:: EXCERTO DO TEXTO ::
* * *

Estive para escrever sobre o novo Acordo Ortográfico já há alguns anos, mas nunca o fiz porque pensei que o tempo se encarregaria de promover o seu acolhimento na sociedade portuguesa. Contudo, confrontada novamente, em mais um ano letivo, com o desconhecimento dos alunos e, consequentemente, o seu desconforto em usar a ortografia pós-Acordo, estando contra esta, por vezes, porque dizem «abrasileirar a língua portuguesa», expliquei-lhes as mudanças e o seu porquê e eles próprios incentivaram-me a escrever e a publicar este texto.
Sempre houve e continua a haver muita informação contraditória e mesmo contrainformação sobre o Acordo Ortográfico. Logo, no início, antes da sua entrada em vigor, já existia na internet um abaixo-assinado contra ele, que dizia que um grupo de empresários tinha feito um almoço de negócios, tinham comido «pato» e, no final do almoço, assinaram um «pato, querendo dizer que estas duas palavras passariam a ser escritas da mesma forma, o que não é verdade. Pacto, tal como facto, continua a escrever-se com c porque esta consoante é pronunciada e continuará a sê-lo, tendo uma função distintiva respetivamente com pato e fato.

* * *

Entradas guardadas
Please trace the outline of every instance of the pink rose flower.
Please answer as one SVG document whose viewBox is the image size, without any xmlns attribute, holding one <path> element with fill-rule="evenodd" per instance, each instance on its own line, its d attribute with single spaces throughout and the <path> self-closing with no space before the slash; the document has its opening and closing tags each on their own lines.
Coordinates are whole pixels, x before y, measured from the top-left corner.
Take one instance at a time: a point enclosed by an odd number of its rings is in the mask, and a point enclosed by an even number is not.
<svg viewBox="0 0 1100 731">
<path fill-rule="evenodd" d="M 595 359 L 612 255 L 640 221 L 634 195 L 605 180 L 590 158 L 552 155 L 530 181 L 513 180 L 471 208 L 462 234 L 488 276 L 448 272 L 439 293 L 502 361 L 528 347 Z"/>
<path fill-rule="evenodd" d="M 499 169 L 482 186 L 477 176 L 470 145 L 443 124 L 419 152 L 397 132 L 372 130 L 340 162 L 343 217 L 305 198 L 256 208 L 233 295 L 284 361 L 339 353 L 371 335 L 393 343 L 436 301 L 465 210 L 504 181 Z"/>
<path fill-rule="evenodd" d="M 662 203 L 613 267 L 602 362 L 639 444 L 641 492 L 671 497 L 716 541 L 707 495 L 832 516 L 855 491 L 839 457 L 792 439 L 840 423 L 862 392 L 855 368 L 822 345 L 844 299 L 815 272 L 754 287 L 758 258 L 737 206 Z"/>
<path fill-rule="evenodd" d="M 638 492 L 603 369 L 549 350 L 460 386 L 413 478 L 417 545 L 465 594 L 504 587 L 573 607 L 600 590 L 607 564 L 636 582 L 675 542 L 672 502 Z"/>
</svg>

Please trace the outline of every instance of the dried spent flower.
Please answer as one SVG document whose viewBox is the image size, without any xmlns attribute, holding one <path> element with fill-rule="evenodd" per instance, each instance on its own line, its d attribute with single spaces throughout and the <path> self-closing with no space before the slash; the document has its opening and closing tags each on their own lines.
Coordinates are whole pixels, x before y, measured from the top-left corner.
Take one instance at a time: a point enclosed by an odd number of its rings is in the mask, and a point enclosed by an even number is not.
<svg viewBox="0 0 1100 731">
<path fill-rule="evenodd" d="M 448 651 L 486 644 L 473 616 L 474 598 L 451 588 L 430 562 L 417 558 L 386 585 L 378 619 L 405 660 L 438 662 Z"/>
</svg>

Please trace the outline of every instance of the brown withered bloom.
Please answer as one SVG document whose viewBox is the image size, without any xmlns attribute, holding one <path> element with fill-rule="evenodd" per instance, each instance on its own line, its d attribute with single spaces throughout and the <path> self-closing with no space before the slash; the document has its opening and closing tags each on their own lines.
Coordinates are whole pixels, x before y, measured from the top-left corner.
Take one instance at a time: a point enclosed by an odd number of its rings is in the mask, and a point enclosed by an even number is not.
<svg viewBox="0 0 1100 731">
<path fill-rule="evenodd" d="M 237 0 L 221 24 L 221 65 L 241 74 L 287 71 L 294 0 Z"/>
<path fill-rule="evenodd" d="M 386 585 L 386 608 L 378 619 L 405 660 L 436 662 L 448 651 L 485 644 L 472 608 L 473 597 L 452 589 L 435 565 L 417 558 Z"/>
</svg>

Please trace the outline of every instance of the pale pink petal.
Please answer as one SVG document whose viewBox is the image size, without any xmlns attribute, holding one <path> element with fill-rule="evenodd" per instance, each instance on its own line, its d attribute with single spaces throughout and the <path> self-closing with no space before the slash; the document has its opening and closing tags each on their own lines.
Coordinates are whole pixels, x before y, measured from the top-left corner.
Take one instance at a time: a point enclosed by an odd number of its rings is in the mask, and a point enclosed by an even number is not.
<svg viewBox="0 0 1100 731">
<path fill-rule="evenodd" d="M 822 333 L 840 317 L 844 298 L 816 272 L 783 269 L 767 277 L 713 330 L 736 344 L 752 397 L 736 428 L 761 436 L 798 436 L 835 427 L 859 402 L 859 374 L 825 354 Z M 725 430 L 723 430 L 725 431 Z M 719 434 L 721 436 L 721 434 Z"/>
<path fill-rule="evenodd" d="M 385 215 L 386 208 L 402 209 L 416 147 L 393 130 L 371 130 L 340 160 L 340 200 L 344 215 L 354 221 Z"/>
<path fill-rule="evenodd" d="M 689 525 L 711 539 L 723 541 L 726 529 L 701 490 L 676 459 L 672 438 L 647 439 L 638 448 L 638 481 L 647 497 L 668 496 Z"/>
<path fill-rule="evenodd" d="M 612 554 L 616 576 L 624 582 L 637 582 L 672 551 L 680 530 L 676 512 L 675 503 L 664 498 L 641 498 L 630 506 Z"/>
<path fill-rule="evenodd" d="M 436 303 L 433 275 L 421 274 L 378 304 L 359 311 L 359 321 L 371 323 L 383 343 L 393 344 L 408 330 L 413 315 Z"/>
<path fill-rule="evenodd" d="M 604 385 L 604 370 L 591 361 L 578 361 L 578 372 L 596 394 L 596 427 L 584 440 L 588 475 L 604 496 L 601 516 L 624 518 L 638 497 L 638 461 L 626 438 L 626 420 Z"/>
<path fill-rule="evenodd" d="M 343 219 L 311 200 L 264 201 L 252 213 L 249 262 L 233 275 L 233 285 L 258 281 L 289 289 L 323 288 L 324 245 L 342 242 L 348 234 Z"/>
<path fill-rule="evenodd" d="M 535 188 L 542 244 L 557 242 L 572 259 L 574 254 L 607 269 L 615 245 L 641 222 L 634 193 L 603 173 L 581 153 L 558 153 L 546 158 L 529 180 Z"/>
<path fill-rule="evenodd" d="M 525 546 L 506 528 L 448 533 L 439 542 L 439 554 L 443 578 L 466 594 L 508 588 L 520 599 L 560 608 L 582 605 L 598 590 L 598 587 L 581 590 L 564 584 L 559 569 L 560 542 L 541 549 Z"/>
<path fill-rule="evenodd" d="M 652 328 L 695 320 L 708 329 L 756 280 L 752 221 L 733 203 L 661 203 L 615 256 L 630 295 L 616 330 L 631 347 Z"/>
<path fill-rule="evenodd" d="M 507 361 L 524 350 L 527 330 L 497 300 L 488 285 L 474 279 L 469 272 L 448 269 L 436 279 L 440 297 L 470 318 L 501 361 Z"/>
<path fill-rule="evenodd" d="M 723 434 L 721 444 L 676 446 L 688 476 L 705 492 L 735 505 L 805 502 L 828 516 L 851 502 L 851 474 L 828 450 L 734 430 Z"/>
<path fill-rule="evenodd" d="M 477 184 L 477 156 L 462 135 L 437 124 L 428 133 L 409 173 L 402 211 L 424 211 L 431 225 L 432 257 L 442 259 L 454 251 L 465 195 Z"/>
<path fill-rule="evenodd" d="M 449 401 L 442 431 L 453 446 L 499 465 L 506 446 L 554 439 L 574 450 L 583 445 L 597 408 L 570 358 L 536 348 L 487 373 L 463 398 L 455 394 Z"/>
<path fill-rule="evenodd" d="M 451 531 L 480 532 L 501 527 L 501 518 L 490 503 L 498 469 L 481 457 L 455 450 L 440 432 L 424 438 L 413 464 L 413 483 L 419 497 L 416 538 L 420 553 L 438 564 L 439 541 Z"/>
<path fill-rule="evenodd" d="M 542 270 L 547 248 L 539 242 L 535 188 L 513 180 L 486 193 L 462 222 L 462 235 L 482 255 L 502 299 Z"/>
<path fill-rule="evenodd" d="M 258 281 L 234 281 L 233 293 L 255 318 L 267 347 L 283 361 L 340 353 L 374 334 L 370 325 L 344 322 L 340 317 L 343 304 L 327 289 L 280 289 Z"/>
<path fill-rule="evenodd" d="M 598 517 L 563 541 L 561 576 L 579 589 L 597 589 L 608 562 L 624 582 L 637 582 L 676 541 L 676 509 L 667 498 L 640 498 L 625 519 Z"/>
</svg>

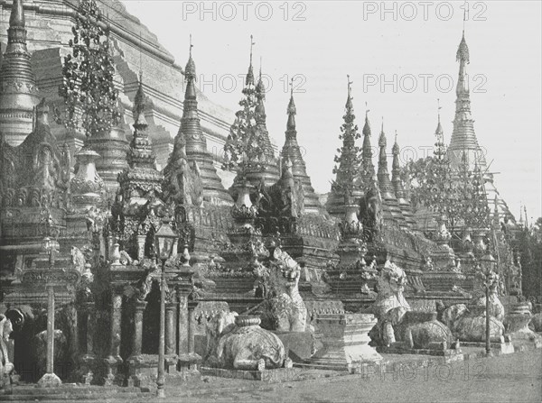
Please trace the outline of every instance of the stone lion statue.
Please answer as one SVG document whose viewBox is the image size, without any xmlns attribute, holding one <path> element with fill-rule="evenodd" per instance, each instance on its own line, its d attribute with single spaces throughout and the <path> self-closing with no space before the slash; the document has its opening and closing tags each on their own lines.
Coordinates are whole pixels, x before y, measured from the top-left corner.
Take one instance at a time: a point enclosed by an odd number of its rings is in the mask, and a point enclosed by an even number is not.
<svg viewBox="0 0 542 403">
<path fill-rule="evenodd" d="M 7 353 L 7 342 L 13 331 L 11 320 L 0 315 L 0 388 L 9 384 L 9 376 L 14 371 L 14 364 L 10 362 Z"/>
<path fill-rule="evenodd" d="M 490 284 L 490 340 L 500 342 L 504 336 L 504 307 L 499 299 L 499 274 L 491 273 Z M 464 342 L 484 342 L 486 325 L 485 295 L 475 296 L 468 305 L 453 305 L 443 312 L 442 321 L 453 335 Z"/>
<path fill-rule="evenodd" d="M 212 367 L 245 371 L 270 370 L 289 363 L 281 340 L 262 329 L 257 316 L 224 311 L 207 324 L 204 362 Z"/>
<path fill-rule="evenodd" d="M 280 332 L 304 332 L 307 309 L 299 294 L 301 268 L 297 261 L 276 247 L 266 281 L 267 301 L 264 304 L 264 327 Z"/>
<path fill-rule="evenodd" d="M 406 285 L 406 274 L 403 269 L 387 261 L 378 278 L 378 295 L 371 309 L 378 322 L 369 332 L 369 336 L 377 344 L 390 345 L 395 343 L 394 328 L 411 310 L 403 296 Z"/>
</svg>

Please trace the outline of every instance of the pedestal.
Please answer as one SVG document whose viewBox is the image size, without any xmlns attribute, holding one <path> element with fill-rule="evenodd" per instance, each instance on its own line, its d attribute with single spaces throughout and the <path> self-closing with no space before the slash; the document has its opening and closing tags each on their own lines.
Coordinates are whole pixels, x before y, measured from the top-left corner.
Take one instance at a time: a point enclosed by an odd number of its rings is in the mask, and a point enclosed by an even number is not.
<svg viewBox="0 0 542 403">
<path fill-rule="evenodd" d="M 56 387 L 62 383 L 54 373 L 54 288 L 47 287 L 47 372 L 38 380 L 44 388 Z"/>
<path fill-rule="evenodd" d="M 528 304 L 516 304 L 510 307 L 510 311 L 504 316 L 504 328 L 507 334 L 509 334 L 512 340 L 535 339 L 537 336 L 528 324 L 533 316 Z"/>
<path fill-rule="evenodd" d="M 120 358 L 121 341 L 121 317 L 122 317 L 122 295 L 114 291 L 111 296 L 111 334 L 109 344 L 109 356 L 104 360 L 107 369 L 105 380 L 106 386 L 121 385 L 122 376 L 118 372 L 118 366 L 122 363 Z"/>
<path fill-rule="evenodd" d="M 79 359 L 78 378 L 81 383 L 90 385 L 94 380 L 94 365 L 96 355 L 94 354 L 94 329 L 96 328 L 96 316 L 94 303 L 86 303 L 79 309 L 81 325 L 81 340 L 79 345 L 85 346 L 85 350 Z"/>
<path fill-rule="evenodd" d="M 369 345 L 369 330 L 377 319 L 369 314 L 330 314 L 316 318 L 316 338 L 323 344 L 304 363 L 320 369 L 354 372 L 382 356 Z"/>
</svg>

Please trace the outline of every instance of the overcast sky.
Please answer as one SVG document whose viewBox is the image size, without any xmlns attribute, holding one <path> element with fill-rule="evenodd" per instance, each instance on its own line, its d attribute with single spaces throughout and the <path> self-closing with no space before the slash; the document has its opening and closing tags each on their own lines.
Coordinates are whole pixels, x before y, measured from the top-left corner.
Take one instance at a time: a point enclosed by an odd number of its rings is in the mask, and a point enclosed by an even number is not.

* * *

:: INSTRUÇÕES DO EXERCÍCIO ::
1: Transcreva sem qualquer alteração o trecho do texto sobre o Acordo Ortográfico que começa nas palavras "Sempre houve e" e acaba em "pato e fato.".
2: Responda a estas perguntas com base no texto sobre o Acordo Ortográfico:
(a) Que razão dão por vezes os alunos para estarem contra a ortografia pós-Acordo?
(b) Quem incentivou a escrita e a publicação do texto?
(c) Por que motivo continua "pacto" a escrever-se com c?
O material não faz falta para nada.

:: RESPOSTAS POR ORDEM ::
1:
Sempre houve e continua a haver muita informação contraditória e mesmo contrainformação sobre o Acordo Ortográfico. Logo, no início, antes da sua entrada em vigor, já existia na internet um abaixo-assinado contra ele, que dizia que um grupo de empresários tinha feito um almoço de negócios, tinham comido «pato» e, no final do almoço, assinaram um «pato, querendo dizer que estas duas palavras passariam a ser escritas da mesma forma, o que não é verdade. Pacto, tal como facto, continua a escrever-se com c porque esta consoante é pronunciada e continuará a sê-lo, tendo uma função distintiva respetivamente com pato e fato.

2:
(a) Dizem que ela abrasileira a língua portuguesa.
(b) Os próprios alunos.
(c) Porque o c é pronunciado e continuará a sê-lo, tendo uma função distintiva em relação a "pato".